• Exercise objective
Count how many lines in the entries below contain the word "white", treating uppercase and lowercase as different. Reply with the number alone.

• Material for this exercise
* Start *

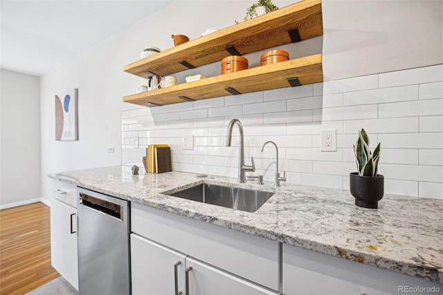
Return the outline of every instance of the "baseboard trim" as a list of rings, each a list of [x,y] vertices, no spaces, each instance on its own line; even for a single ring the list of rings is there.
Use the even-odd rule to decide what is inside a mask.
[[[8,209],[10,208],[14,208],[14,207],[19,207],[20,206],[24,206],[24,205],[29,205],[30,204],[37,203],[39,202],[41,202],[42,203],[46,205],[47,206],[51,207],[51,202],[48,199],[45,199],[44,197],[39,197],[36,199],[27,199],[26,201],[17,202],[15,203],[6,204],[5,205],[0,205],[0,210]]]

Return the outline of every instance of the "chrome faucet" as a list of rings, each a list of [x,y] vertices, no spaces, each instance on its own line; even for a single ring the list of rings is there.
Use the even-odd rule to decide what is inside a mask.
[[[286,181],[286,172],[283,172],[283,177],[280,177],[280,172],[278,172],[278,148],[277,148],[277,145],[275,144],[275,143],[274,143],[273,141],[269,141],[263,143],[263,145],[262,145],[262,152],[263,152],[264,145],[266,145],[267,143],[272,143],[275,146],[275,150],[277,151],[277,160],[275,161],[275,162],[277,163],[277,172],[275,172],[275,186],[280,186],[280,181]]]
[[[246,182],[245,177],[245,172],[246,171],[254,172],[255,171],[255,165],[254,164],[254,158],[251,157],[251,161],[252,166],[249,166],[244,165],[244,145],[243,142],[243,125],[239,119],[232,119],[228,125],[228,130],[226,132],[226,146],[230,146],[230,139],[233,135],[233,128],[234,125],[237,124],[238,126],[238,130],[240,133],[240,145],[239,147],[239,151],[238,153],[238,182]]]

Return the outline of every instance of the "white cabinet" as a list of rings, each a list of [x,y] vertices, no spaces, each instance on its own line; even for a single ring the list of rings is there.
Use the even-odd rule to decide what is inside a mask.
[[[135,233],[131,274],[133,295],[277,294]]]
[[[440,287],[440,285],[283,244],[283,293],[286,295],[400,294],[405,293],[399,292],[400,288],[405,286]]]
[[[185,294],[185,256],[131,234],[132,294]],[[177,285],[177,292],[176,292]]]
[[[186,258],[186,272],[189,288],[187,295],[277,294],[275,292],[265,289],[189,257]]]
[[[77,253],[77,187],[53,181],[51,199],[52,266],[78,290]]]
[[[165,288],[170,288],[174,278],[170,276],[181,257],[179,253],[186,257],[184,266],[192,267],[188,271],[190,294],[278,294],[278,242],[136,203],[131,204],[131,229],[134,294],[163,294],[165,289],[152,292],[155,289],[143,282],[143,276],[145,280],[151,280],[147,274],[151,271],[157,271],[152,274],[154,277],[165,278],[170,282]],[[141,241],[145,242],[144,246]],[[152,249],[153,243],[157,245],[155,250]],[[160,251],[163,253],[157,253]],[[178,280],[181,284],[186,269],[182,265],[179,267],[181,272]],[[144,287],[139,289],[143,283]]]

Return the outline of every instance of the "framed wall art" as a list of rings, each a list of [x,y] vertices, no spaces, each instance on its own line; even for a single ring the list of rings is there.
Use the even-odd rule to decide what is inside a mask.
[[[55,96],[55,140],[78,141],[77,92],[74,88]]]

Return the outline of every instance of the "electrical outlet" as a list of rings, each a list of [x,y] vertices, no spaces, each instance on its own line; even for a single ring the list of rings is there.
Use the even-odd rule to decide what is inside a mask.
[[[335,129],[321,129],[320,137],[322,152],[335,152],[337,150],[337,136]]]
[[[181,138],[181,148],[183,150],[194,150],[194,136],[189,135]]]

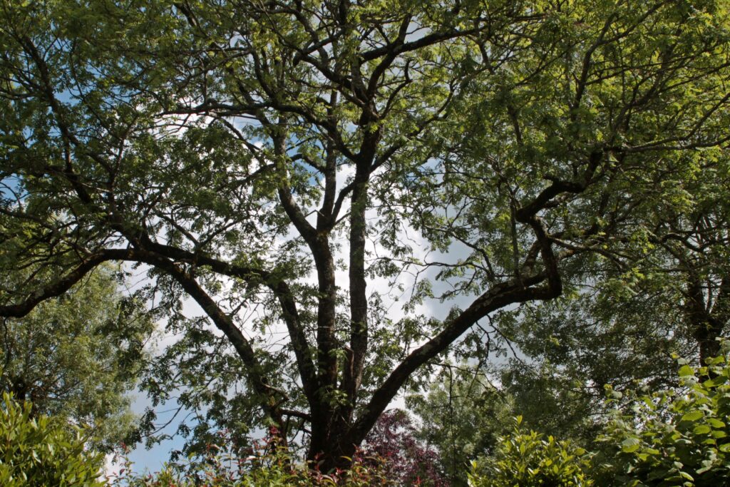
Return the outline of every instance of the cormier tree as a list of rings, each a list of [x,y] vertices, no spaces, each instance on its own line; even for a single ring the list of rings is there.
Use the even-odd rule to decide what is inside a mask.
[[[491,314],[610,258],[637,180],[728,138],[722,2],[0,12],[0,264],[31,272],[0,315],[145,266],[180,339],[150,391],[182,381],[202,419],[283,444],[304,432],[323,468]]]

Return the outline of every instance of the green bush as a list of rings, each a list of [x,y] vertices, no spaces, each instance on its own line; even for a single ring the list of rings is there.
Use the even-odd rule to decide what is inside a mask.
[[[614,412],[600,438],[607,485],[730,485],[730,342],[722,350],[706,367],[680,359],[679,391],[634,397],[631,410]]]
[[[518,417],[514,431],[501,437],[493,456],[474,461],[469,474],[471,487],[588,487],[590,455],[568,441],[545,439],[522,429]]]
[[[259,445],[253,454],[238,459],[218,454],[210,448],[203,458],[188,459],[183,464],[166,464],[154,474],[134,474],[128,460],[123,473],[111,479],[118,487],[386,487],[396,486],[383,475],[383,461],[356,458],[348,470],[328,474],[316,466],[298,463],[286,450],[272,442]]]
[[[96,487],[104,467],[102,453],[85,449],[78,428],[39,415],[31,404],[3,394],[0,404],[0,485]]]

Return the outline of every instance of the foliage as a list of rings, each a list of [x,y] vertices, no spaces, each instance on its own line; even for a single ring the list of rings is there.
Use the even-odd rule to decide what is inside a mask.
[[[680,360],[680,388],[632,394],[630,410],[615,410],[599,439],[607,447],[607,479],[621,486],[730,482],[730,342],[721,352],[701,367]]]
[[[438,453],[416,438],[416,429],[402,410],[385,411],[365,438],[366,458],[383,461],[383,475],[399,486],[445,487]]]
[[[547,440],[521,428],[518,416],[514,431],[500,438],[488,460],[472,462],[470,487],[582,487],[593,486],[591,455],[569,441]]]
[[[385,460],[358,453],[347,470],[320,471],[317,463],[298,464],[275,438],[255,443],[244,459],[221,453],[224,448],[209,445],[203,461],[169,464],[153,474],[134,474],[123,458],[119,475],[109,479],[114,487],[383,487],[401,486],[388,475]]]
[[[3,393],[0,483],[7,487],[101,487],[104,456],[86,449],[87,432],[64,418],[31,417],[32,406]]]
[[[0,315],[147,271],[185,453],[276,426],[329,469],[500,310],[645,250],[722,282],[673,209],[725,193],[726,2],[0,1],[0,266],[45,269]]]
[[[446,364],[426,395],[407,404],[418,415],[417,436],[438,452],[436,459],[453,486],[466,485],[471,459],[492,453],[514,416],[512,401],[483,369]]]
[[[20,280],[6,274],[3,285]],[[34,415],[91,425],[92,440],[105,449],[134,432],[127,393],[154,330],[144,304],[121,294],[122,283],[113,267],[99,267],[66,294],[4,319],[0,334],[0,387],[29,400]]]

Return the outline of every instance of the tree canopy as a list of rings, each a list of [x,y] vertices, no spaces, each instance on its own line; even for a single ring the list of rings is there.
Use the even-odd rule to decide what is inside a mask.
[[[672,203],[728,177],[723,2],[0,12],[0,265],[31,270],[0,315],[145,266],[179,338],[147,385],[211,424],[302,433],[329,466],[439,356],[488,353],[500,310],[646,253],[726,292],[703,270],[726,220]]]
[[[5,288],[22,281],[4,276]],[[111,449],[136,437],[128,393],[141,377],[154,323],[144,303],[119,291],[101,266],[61,296],[20,318],[3,318],[0,389],[28,401],[34,415],[92,426]]]

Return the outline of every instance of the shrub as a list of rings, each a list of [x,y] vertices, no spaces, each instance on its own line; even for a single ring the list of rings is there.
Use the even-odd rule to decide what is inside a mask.
[[[471,487],[588,487],[591,456],[568,441],[545,439],[522,429],[518,416],[512,434],[500,437],[493,457],[472,463]]]
[[[379,467],[393,485],[446,487],[448,483],[439,469],[438,453],[420,442],[415,434],[407,413],[398,409],[385,411],[366,437],[364,452],[370,463],[382,460]]]
[[[607,485],[730,485],[730,342],[722,350],[706,367],[679,359],[679,391],[634,397],[631,410],[615,410],[600,438],[608,446]]]
[[[0,404],[0,485],[96,487],[104,455],[88,451],[79,428],[45,415],[3,394]]]
[[[378,459],[356,456],[347,470],[320,472],[316,464],[297,463],[271,440],[259,442],[253,454],[240,459],[220,454],[211,445],[201,459],[166,464],[154,474],[134,474],[128,461],[121,475],[110,479],[118,487],[385,487],[393,485],[383,473]]]

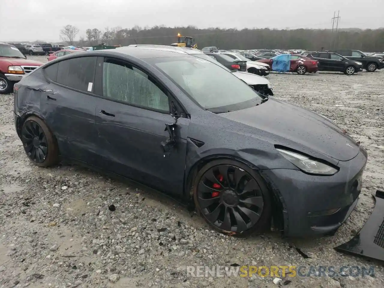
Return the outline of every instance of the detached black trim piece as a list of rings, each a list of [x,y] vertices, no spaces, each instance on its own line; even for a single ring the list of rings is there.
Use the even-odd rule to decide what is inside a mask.
[[[374,196],[375,208],[358,234],[348,242],[335,247],[338,252],[384,261],[384,191]]]

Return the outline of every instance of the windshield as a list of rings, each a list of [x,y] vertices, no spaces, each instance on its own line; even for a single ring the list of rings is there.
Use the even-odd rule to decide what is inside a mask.
[[[25,58],[18,49],[10,45],[0,45],[0,57],[2,56]]]
[[[237,57],[238,59],[240,59],[240,60],[242,60],[243,61],[249,61],[249,59],[247,59],[247,58],[246,58],[244,56],[243,56],[241,54],[239,54],[238,53],[236,53],[235,55],[236,55],[236,57]]]
[[[195,57],[147,59],[197,104],[214,113],[260,104],[262,98],[246,83],[210,61]]]

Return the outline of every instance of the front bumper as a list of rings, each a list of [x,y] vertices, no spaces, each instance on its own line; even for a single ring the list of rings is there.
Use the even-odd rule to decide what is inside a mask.
[[[357,204],[367,159],[366,151],[361,147],[353,159],[339,161],[339,171],[330,176],[288,169],[263,171],[283,204],[285,235],[301,237],[335,232]]]
[[[13,82],[18,82],[22,79],[22,78],[23,78],[23,76],[25,75],[25,74],[4,74],[4,76],[7,77],[7,79],[10,81],[12,81]]]

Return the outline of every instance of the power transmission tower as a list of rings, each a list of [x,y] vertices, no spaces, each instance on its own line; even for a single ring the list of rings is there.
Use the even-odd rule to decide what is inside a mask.
[[[333,35],[333,28],[334,27],[335,24],[335,20],[337,19],[336,23],[336,35],[337,35],[337,29],[339,26],[339,19],[341,17],[340,17],[340,10],[338,12],[337,17],[336,17],[336,11],[335,11],[333,13],[333,18],[332,18],[332,36],[331,37],[331,47],[333,47],[333,44],[334,44],[334,42],[333,41],[333,38],[334,38]]]
[[[336,11],[333,12],[333,18],[332,18],[332,33],[333,33],[333,26],[334,26],[335,24],[335,16],[336,15]]]
[[[339,15],[340,15],[340,10],[339,10],[339,11],[338,12],[338,13],[337,13],[337,17],[336,17],[337,18],[337,23],[336,23],[336,32],[337,32],[337,28],[338,28],[338,27],[339,26],[339,19],[341,18],[339,16]]]

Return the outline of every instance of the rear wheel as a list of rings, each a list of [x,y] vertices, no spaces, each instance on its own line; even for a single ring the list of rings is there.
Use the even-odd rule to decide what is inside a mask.
[[[353,66],[348,66],[345,68],[345,73],[347,75],[353,75],[354,74],[356,70]]]
[[[300,65],[297,68],[296,72],[298,74],[304,75],[307,73],[307,68],[304,65]]]
[[[58,159],[58,148],[49,128],[40,118],[32,116],[23,124],[21,140],[27,156],[40,167],[56,164]]]
[[[367,71],[368,72],[374,72],[377,69],[377,65],[376,63],[368,63],[367,65]]]
[[[193,186],[198,211],[221,232],[261,232],[270,223],[271,199],[262,179],[247,166],[215,160],[198,173]]]
[[[0,94],[10,93],[13,88],[12,83],[4,74],[0,73]]]

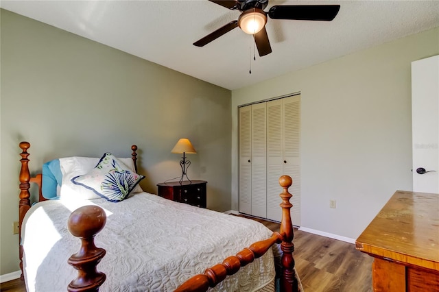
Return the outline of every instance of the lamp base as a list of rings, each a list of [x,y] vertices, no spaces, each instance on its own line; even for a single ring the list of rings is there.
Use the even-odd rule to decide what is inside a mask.
[[[180,181],[178,182],[180,182],[180,184],[182,184],[184,182],[184,179],[185,177],[186,177],[186,178],[187,178],[187,180],[191,184],[192,181],[191,180],[189,180],[189,178],[187,177],[187,175],[186,173],[183,173],[181,176],[181,178],[180,179]]]
[[[191,162],[189,160],[186,160],[186,156],[185,155],[185,152],[183,152],[183,157],[182,157],[182,158],[183,158],[183,160],[180,160],[180,166],[181,167],[181,171],[182,171],[181,178],[180,179],[180,184],[181,184],[182,182],[183,182],[183,179],[185,178],[185,176],[186,176],[186,178],[187,178],[187,180],[189,180],[189,182],[191,182],[191,184],[192,181],[189,180],[189,178],[187,177],[187,174],[186,174],[186,171],[187,171],[188,167],[189,167],[189,165],[191,165]]]

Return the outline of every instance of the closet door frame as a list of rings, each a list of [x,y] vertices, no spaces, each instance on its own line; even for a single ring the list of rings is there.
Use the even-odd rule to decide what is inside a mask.
[[[284,119],[285,119],[285,112],[283,112],[284,110],[285,110],[285,107],[284,105],[284,102],[285,101],[288,100],[287,99],[285,98],[288,98],[288,97],[296,97],[296,99],[297,99],[298,101],[298,103],[297,104],[297,106],[298,106],[298,108],[296,108],[298,110],[298,117],[297,117],[297,119],[298,119],[298,124],[296,125],[296,127],[298,127],[298,132],[296,133],[296,138],[299,139],[299,141],[298,141],[298,149],[297,149],[297,155],[296,155],[296,157],[293,157],[292,159],[292,157],[289,157],[287,156],[288,154],[285,154],[285,134],[284,134],[284,131],[285,131],[285,121]],[[280,217],[278,219],[277,219],[277,217],[278,217],[276,213],[274,212],[272,212],[272,215],[270,215],[270,209],[274,212],[274,208],[277,208],[278,209],[280,210],[280,208],[278,207],[278,205],[281,204],[281,201],[280,199],[278,197],[278,195],[281,193],[281,189],[279,188],[278,186],[278,177],[281,175],[283,174],[286,174],[286,175],[289,175],[290,176],[292,176],[292,178],[293,178],[293,186],[292,188],[290,188],[290,193],[292,193],[292,194],[293,195],[293,198],[292,199],[292,202],[294,205],[293,208],[292,208],[292,216],[293,217],[294,221],[293,221],[293,224],[295,226],[300,226],[300,93],[293,93],[293,94],[289,94],[289,95],[286,95],[284,96],[281,96],[281,97],[277,97],[275,98],[271,98],[271,99],[265,99],[263,101],[259,101],[257,102],[254,102],[254,103],[251,103],[251,104],[244,104],[244,105],[241,105],[239,106],[238,108],[239,109],[239,138],[238,138],[238,143],[239,143],[239,146],[238,146],[238,149],[239,151],[239,153],[238,154],[238,157],[239,158],[239,178],[238,180],[239,182],[239,193],[238,193],[238,199],[239,199],[239,212],[244,212],[246,214],[249,214],[249,215],[252,215],[254,216],[258,216],[258,217],[262,217],[264,218],[268,218],[269,219],[271,220],[274,220],[274,221],[279,221],[280,220]],[[268,102],[271,102],[271,104],[268,104]],[[252,179],[251,180],[251,187],[248,187],[248,184],[246,184],[246,187],[244,187],[244,186],[242,185],[241,182],[243,182],[243,168],[246,169],[246,168],[248,168],[248,166],[246,165],[245,162],[249,163],[248,161],[250,161],[251,164],[252,165],[254,158],[250,158],[250,159],[246,159],[246,160],[244,160],[245,159],[245,158],[241,156],[241,108],[246,108],[246,107],[248,107],[248,106],[256,106],[257,104],[264,104],[265,105],[265,138],[266,138],[266,147],[265,147],[265,180],[256,180],[254,178]],[[278,130],[278,132],[280,130],[281,131],[281,140],[279,141],[279,138],[277,137],[276,139],[277,141],[268,141],[268,139],[270,138],[270,137],[272,136],[270,134],[268,133],[269,132],[269,128],[272,126],[273,125],[270,124],[270,121],[268,121],[269,118],[268,118],[268,115],[270,114],[269,111],[270,110],[270,104],[281,104],[281,110],[282,111],[281,112],[281,117],[280,117],[280,120],[279,120],[279,117],[276,118],[278,119],[278,121],[276,121],[276,123],[281,123],[281,128]],[[253,119],[253,117],[252,117],[252,120]],[[253,130],[252,130],[252,132],[253,132]],[[253,133],[252,133],[253,134]],[[277,134],[276,134],[277,135]],[[253,138],[252,138],[252,139],[253,139]],[[291,139],[289,141],[289,142],[291,143]],[[276,145],[275,145],[275,143],[280,143],[280,145],[281,145],[281,155],[278,155],[278,152],[279,152],[279,147],[276,147]],[[270,144],[271,143],[271,144]],[[275,149],[275,151],[276,155],[274,155],[274,156],[272,156],[271,155],[273,148],[276,148]],[[287,155],[287,156],[286,156]],[[244,161],[243,161],[244,160]],[[286,162],[285,162],[286,161]],[[289,165],[290,162],[293,162],[294,164]],[[244,165],[243,165],[244,163]],[[261,165],[262,165],[262,163],[259,163]],[[295,165],[294,167],[294,169],[292,169],[291,166],[292,165]],[[250,167],[250,169],[256,169],[256,168],[254,167],[253,167],[252,165]],[[294,171],[292,171],[292,170]],[[291,173],[290,173],[291,172]],[[250,175],[250,177],[253,177],[252,175]],[[274,178],[274,177],[276,177],[275,178]],[[273,180],[273,182],[272,182],[272,180]],[[248,181],[248,180],[247,180]],[[257,185],[255,185],[254,183],[257,183]],[[243,204],[243,200],[241,199],[241,194],[246,194],[248,193],[246,191],[248,191],[249,189],[252,188],[252,190],[250,191],[251,193],[252,193],[253,190],[259,190],[261,191],[261,188],[265,188],[265,198],[266,198],[266,203],[265,203],[265,210],[266,210],[266,213],[265,214],[265,215],[263,215],[263,212],[262,210],[261,210],[259,208],[261,207],[260,204],[254,204],[254,203],[251,203],[252,204],[252,208],[250,210],[250,212],[248,212],[249,211],[249,208],[248,206],[246,206],[246,208],[242,208],[241,204]],[[274,189],[276,189],[276,194],[274,194]],[[269,190],[272,190],[272,191],[270,191],[269,193]],[[272,194],[270,195],[270,193],[272,193]],[[248,195],[246,195],[247,196],[248,196]],[[250,195],[250,196],[252,196],[252,195]],[[258,193],[257,197],[258,197],[259,199],[260,199],[260,198],[259,197],[261,196],[261,193]],[[276,200],[278,200],[278,202],[274,202]],[[246,205],[247,204],[247,203],[246,203]],[[255,208],[256,206],[256,208]],[[254,211],[256,211],[254,213],[252,211],[252,209]],[[243,211],[243,210],[246,210],[247,212]],[[261,215],[262,214],[262,215]],[[281,216],[280,215],[281,213],[279,213],[279,216]],[[270,217],[270,218],[268,218]]]

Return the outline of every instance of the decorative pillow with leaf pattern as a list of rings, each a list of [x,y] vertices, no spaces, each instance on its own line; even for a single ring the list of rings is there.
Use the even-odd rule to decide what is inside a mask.
[[[106,153],[94,169],[71,181],[110,202],[117,202],[125,199],[143,178],[143,175],[130,171],[112,154]]]

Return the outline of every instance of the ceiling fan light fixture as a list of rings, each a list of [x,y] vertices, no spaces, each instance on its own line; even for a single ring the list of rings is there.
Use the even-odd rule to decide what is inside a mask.
[[[238,25],[246,34],[255,34],[267,23],[267,14],[262,10],[252,8],[244,11],[238,19]]]

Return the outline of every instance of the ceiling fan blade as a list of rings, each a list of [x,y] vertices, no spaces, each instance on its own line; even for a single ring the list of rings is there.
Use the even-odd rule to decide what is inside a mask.
[[[211,2],[215,3],[226,8],[237,9],[238,3],[235,0],[209,0]]]
[[[338,13],[340,5],[284,5],[270,8],[272,19],[331,21]]]
[[[223,34],[230,32],[230,30],[233,29],[235,27],[237,26],[238,26],[238,21],[230,21],[230,23],[227,23],[226,25],[223,26],[222,27],[220,27],[215,32],[197,40],[193,43],[193,45],[197,47],[203,47],[209,44],[209,42],[211,42],[212,40],[216,40]]]
[[[270,45],[268,35],[265,27],[259,32],[254,34],[253,36],[254,37],[256,47],[258,48],[259,56],[262,57],[272,52],[272,47]]]

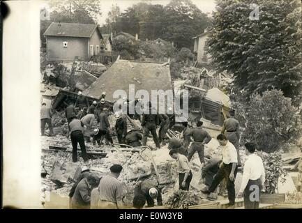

* End *

• Solution for this task
1